'''

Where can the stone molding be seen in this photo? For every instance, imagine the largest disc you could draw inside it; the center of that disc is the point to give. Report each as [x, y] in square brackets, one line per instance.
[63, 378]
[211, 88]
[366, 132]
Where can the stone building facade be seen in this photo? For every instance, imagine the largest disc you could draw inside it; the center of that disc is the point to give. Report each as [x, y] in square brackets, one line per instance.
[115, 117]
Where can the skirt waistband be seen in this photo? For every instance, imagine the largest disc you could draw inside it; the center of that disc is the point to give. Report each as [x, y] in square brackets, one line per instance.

'''

YOUR INSTRUCTIONS >>
Reproduce the complete data exactly as presented above.

TASK ANSWER >>
Where can the stone molding be seen in this photo? For every instance, imagine the largest disc you could draw inside it; the center of that disc is the point to give. Report each as [x, y] in square brackets, one line per instance.
[63, 378]
[211, 88]
[366, 132]
Where can the stone building facade be seen in this photo? For every instance, imagine the largest disc you could draw inside it; the center of that disc is the point to give. Report each as [x, y] in square brackets, one line per instance.
[115, 117]
Where can the skirt waistband be seen in this photo? For every instance, imagine the largest disc you could draw inside it; the center of that disc is the point to give. Report each as [x, y] in square brackets, one line per instance.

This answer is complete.